*Work to be completed:*
Rewrite every line of the data below, replacing "instance" with "object" and leaving everything else unchanged.

___ Records supplied

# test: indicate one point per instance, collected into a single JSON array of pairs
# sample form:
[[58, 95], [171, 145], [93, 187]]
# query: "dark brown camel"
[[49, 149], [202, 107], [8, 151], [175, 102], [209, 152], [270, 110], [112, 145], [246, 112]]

______

*Exercise response:*
# test: indicate one point per object, collected into a single JSON array of pairs
# sample form:
[[58, 95], [171, 145], [93, 187]]
# query: "dark brown camel"
[[49, 149], [202, 107], [8, 151], [175, 102], [209, 152], [270, 110], [112, 145], [246, 112]]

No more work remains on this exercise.